## [Extract to read]
■ ■ ■ ■ ■ ■ ■

Photo attribution : Johan Bakker / CC BY-SA (https://creativecommons.org/licenses/by-sa/3.0)

In WW1, Ypres found itself caught squarely between German ambitions and Allied determination to thwart them. In those days, that meant trench warfare.

Ypres was the focal point of a road network the Germans needed to control if they were to prevent Allied reinforcements flooding into France and Belgium through the Channel Ports. By October 1914, the desperate Belgian Army were forced to break the dykes on the Yser River to the north of Ypres to flood the countryside and deny the Germans access to the western tip of Belgium.

As the shaky Allied defence held, five major battles ensued.

The Allies halted the German Army's advance in the First Battle of Ypres to the east of the city. It was a bloody affair as the cemeteries there leave no doubt. Ypres was bombarded through much of rest of the WW1. A Second battle of Ypres ensued in April 1915 as the German forces again attempted to take the city. The third battle is known as Passchendaele was a complex, indecisive five-month stalemate. Fourth and fifth battles ensued during 1918.

The Ypres Salient cost the lives of some 300,000 British and Commonwealth soldiers. Of these, 90,000 have no known graves.

Or is this?

Photo attribution https://commons.wikimedia.org/w/index.php?curid=517631

In the chilling interior of the Menin Gate, carved into cold marble are the names of 54,000 young men, soldiers, cut down in their prime! You can’t help but be moved by the sheer magnitude of it. Huge plaques, covered in tiny names, each one a life wasted. Each evening, the haunting, melancholy tones of The Last Post flood the scene in the daily ceremony to remember the fallen.

The evening service at Menin Gate

Photo attribution https://upload.wikimedia.org/wikipedia/commons/f/f5/MeninGateCeremony.jpg

The Australian soldiers knew Ypres as ‘Wipers’. Many of them passed through the original Menin Gate on their way to confront fate on the Western Front.

The Lions of Menin Gate

Two carved, war-damaged limestone lions that had guarded the original gate were donated to the Australian War Memorial by the Mayor of Ypres in 1936 as an expression of gratitude for the sacrifice made by more than 13,000 Australian soldiers. They were restored in 1987 and now stand guard at the entrance to the Australian War Memorial (another haunting place) in Canberra. Replicas of the original Menin gate lions now grace the entrance of the gate in Ypres, a gift by the Australian government in recognition of the 100th anniversary of Australians serving in Flanders during WW1. Menin Gate has to be a candidate for the saddest place on earth, but it’s inspiring to think these lives lost to the stupidity of war are recalled and celebrated daily all these years later.

■ ■ ■ ■ ■ ■ ■

Shape labeling entries
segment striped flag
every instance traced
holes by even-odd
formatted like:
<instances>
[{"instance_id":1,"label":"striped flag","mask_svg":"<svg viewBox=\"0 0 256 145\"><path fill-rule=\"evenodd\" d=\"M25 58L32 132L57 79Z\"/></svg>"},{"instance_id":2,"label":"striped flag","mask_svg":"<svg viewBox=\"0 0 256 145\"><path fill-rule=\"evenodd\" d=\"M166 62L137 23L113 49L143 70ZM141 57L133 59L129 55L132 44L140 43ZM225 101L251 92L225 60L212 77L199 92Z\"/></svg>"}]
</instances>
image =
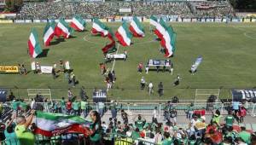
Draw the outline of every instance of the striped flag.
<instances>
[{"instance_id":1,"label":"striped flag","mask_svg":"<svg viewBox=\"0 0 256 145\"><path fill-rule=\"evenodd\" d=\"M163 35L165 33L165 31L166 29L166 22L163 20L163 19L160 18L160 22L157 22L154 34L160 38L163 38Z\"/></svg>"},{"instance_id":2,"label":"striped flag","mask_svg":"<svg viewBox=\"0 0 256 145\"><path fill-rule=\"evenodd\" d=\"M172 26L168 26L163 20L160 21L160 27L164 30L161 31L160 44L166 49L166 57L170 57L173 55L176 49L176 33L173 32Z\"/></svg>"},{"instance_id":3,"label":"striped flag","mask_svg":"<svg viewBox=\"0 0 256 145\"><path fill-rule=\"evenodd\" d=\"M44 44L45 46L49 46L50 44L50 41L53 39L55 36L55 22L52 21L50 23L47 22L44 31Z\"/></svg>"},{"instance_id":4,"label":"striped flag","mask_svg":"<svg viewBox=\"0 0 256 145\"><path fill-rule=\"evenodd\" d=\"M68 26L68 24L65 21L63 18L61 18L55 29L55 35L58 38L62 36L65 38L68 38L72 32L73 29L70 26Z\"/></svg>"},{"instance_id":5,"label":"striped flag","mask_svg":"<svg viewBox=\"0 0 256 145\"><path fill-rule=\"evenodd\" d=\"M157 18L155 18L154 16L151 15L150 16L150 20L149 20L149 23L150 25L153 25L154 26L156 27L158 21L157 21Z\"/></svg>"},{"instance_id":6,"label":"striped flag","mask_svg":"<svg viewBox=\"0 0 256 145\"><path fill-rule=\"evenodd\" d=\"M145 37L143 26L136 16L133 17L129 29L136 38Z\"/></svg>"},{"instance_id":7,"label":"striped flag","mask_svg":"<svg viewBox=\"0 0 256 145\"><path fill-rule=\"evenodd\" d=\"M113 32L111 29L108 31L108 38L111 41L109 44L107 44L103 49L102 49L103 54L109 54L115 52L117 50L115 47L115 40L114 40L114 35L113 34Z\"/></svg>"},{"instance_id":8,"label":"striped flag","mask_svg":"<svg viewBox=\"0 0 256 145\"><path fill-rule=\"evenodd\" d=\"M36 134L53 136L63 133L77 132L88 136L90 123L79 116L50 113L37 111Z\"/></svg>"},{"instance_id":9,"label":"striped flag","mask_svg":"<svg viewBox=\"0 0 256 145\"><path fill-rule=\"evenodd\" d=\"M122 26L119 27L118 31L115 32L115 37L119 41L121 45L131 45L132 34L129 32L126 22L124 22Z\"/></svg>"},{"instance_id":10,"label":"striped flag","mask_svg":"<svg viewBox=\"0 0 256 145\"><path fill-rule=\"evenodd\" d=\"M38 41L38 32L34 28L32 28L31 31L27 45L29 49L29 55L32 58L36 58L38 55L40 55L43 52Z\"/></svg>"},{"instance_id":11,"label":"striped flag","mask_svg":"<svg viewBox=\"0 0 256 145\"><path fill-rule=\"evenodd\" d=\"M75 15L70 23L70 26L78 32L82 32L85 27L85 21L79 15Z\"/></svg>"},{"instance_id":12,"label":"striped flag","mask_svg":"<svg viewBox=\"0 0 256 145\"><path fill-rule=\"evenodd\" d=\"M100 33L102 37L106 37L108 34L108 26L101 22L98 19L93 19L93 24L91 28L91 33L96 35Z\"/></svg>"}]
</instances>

■ ■ ■ ■ ■ ■ ■

## [Directions]
a) According to the Ypres article, in what year did the Mayor of Ypres give the two limestone lions to the Australian War Memorial?
b) Transcribe the Ypres article starting with "In WW1, Ypres" and going on through "tip of Belgium.".

## [Task-by-task solutions]
a) 1936

b)
In WW1, Ypres found itself caught squarely between German ambitions and Allied determination to thwart them. In those days, that meant trench warfare.

Ypres was the focal point of a road network the Germans needed to control if they were to prevent Allied reinforcements flooding into France and Belgium through the Channel Ports. By October 1914, the desperate Belgian Army were forced to break the dykes on the Yser River to the north of Ypres to flood the countryside and deny the Germans access to the western tip of Belgium.